*** Opening of Quoted passage ***
Nature 464, 898-902 (8 April 2010) | doi:10.1038/nature08837; Received 1 September 2009; Accepted 19 January 2010; Published online 17 March 2010

Genome-wide SNP and haplotype analyses reveal a rich history underlying dog domestication

Bridgett M. vonHoldt1, John P. Pollinger1, Kirk E. Lohmueller2, Eunjung Han3, Heidi G. Parker4, Pascale Quignon4, Jeremiah D. Degenhardt2, Adam R. Boyko2, Dent A. Earl5, Adam Auton2, Andy Reynolds2, Kasia Bryc2, Abra Brisbin2, James C. Knowles1, Dana S. Mosher4, Tyrone C. Spady4, Abdel Elkahloun4, Eli Geffen6, Malgorzata Pilot7, Wlodzimierz Jedrzejewski8, Claudia Greco9, Ettore Randi9, Danika Bannasch10, Alan Wilton11, Jeremy Shearman11, Marco Musiani12, Michelle Cargill13, Paul G. Jones14, Zuwei Qian15, Wei Huang15, Zhao-Li Ding16, Ya-ping Zhang17, Carlos D. Bustamante2, Elaine A. Ostrander4, John Novembre1,18 & Robert K. Wayne1

  1. Department of Ecology and Evolutionary Biology, 621 Charles E. Young Drive South, University of California, Los Angeles, California 90095, USA
  2. Department of Biological Statistics and Computational Biology, Cornell University, Ithaca, New York 14853-2601, USA
  3. Department of Biostatistics, University of California, Los Angeles, California 14853, USA
  4. Cancer Genetics Branch, National Human Genome Research Institute, National Institutes of Health, Bethesda, Maryland 20892, USA
  5. Department of Biomolecular Engineering, University of California, Santa Cruz, California 95064, USA
  6. Department of Zoology, Tel Aviv University, Tel Aviv 69978, Israel
  7. Museum and Institute of Zoology, Polish Academy of Sciences, Wilcza 64, 00-679 Warszawa, Poland
  8. Mammal Research Institute, Polish Academy of Sciences, 17-230 Bialowieza, Poland
  9. Instituto Superiore per la Protezione e la Ricerca Ambientale (ISPRA), 40064 Ozzano Emilia (B), Italy
  10. Department of Population Health and Reproduction, School of Veterinary Medicine, University of California, Davis, California 95616, USA
  11. School of Biotechnology and Biomolecular Sciences and Clive and Vera Ramaciotti Center for Gene Function Analysis, University of New South Wales, Sydney NSW 2052, Australia
  12. Faculty of Environmental Design, University of Calgary, 2500 University Drive NW, Calgary, Alberta T2N 1N4, Canada
  13. Affymetrix Corporation, 3420 Central Expressway, Santa Clara, California 95051, USA
  14. The WALTHAM Centre for Pet Nutrition, Waltham on the Worlds, Leicestershire LE14 4RT, UK
  15. Affymetrix Asia Pacific, Scientific Affairs and Collaborations, 1233 Lujiazui Ring Road, AZIA Center, Suite 1508, Shanghai 200120, China
  16. Laboratory for Conservation and Utilization of Bio-resources, Yunnan University, Kunming 650091, China
  17. State Key Laboratory of Genetic Resources and Evolution, Kunming Institute of Zoology, Chinese Academy of Sciences, Kunming 650223, China
  18. Interdepartmental Program in Bioinformatics, 621 Charles E. Young Drive South, University of California, Los Angeles, California 90095, USA

Correspondence to: Robert K. Wayne1 Correspondence and requests for materials should be addressed to R.K.W. (Email: rwayne@ucla.edu).
*** Close of Quoted passage ***
Exercise instructions →
(A) Translate this sentence from the article header on dog domestication into Spanish: "Genome-wide SNP and haplotype analyses reveal a rich history underlying dog domestication"
(B) Answer these questions from the article header on dog domestication:
(i) On what date was the article published online?
(ii) In which town is the Mammal Research Institute of the Polish Academy of Sciences located?
(iii) What email address is given for correspondence?
The entries after this point are not needed.
*** Opening of Listed records ***
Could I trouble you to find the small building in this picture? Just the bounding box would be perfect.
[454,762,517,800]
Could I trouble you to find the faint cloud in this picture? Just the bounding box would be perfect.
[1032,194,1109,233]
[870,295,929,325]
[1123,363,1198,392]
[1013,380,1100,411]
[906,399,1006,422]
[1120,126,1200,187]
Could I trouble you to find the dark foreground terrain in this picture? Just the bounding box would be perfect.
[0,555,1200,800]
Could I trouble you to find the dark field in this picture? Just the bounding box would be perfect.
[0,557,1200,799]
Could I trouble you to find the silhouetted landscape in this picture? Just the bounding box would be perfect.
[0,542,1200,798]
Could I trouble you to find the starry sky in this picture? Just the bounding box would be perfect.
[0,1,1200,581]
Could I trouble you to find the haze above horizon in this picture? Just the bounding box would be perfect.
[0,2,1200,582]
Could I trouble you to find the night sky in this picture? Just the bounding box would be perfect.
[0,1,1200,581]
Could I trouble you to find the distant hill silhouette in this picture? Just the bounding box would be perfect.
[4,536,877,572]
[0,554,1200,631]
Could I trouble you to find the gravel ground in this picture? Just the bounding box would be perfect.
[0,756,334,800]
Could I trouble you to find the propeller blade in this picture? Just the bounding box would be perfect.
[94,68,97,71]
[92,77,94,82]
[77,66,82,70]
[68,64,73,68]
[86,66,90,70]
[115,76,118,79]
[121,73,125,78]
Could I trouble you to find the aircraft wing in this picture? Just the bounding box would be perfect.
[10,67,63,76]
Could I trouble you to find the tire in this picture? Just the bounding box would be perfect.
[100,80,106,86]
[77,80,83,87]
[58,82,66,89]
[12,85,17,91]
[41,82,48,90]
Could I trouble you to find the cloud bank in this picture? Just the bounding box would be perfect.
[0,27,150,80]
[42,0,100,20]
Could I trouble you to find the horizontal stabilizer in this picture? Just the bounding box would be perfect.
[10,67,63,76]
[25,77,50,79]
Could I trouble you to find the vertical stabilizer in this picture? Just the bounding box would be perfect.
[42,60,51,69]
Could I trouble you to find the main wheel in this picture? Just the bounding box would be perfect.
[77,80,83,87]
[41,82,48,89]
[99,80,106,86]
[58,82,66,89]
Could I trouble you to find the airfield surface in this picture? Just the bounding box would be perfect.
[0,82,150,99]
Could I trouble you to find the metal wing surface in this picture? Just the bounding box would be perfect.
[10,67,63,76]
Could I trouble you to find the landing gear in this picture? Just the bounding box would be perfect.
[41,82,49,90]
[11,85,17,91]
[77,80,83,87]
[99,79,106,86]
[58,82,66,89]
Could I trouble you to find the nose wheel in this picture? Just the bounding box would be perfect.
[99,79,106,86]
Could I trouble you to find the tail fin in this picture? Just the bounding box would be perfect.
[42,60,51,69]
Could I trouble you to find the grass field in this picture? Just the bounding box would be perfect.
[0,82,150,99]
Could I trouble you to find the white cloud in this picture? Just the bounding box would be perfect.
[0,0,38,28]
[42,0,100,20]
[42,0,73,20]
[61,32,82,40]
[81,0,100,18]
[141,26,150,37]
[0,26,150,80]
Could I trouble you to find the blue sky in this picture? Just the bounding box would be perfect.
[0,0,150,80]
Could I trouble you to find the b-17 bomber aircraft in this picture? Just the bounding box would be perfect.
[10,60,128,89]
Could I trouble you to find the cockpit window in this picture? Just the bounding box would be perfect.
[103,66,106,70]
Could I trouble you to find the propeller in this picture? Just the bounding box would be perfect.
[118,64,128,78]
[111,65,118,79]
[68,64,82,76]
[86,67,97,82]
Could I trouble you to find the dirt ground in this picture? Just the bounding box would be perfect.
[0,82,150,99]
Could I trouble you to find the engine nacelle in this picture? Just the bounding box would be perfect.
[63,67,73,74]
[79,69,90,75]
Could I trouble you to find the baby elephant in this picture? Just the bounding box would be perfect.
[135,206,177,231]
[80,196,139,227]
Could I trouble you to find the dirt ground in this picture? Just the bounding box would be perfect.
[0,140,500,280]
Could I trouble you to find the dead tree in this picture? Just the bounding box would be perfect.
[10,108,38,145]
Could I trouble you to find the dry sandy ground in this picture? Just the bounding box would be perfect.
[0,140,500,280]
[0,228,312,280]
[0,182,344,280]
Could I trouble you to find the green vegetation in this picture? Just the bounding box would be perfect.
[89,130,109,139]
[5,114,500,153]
*** Close of Listed records ***
Task responses →
(A) Los análisis de SNP y de haplotipos a escala genómica revelan una rica historia detrás de la domesticación del perro.

(B)
(i) 17 March 2010
(ii) Bialowieza
(iii) rwayne@ucla.edu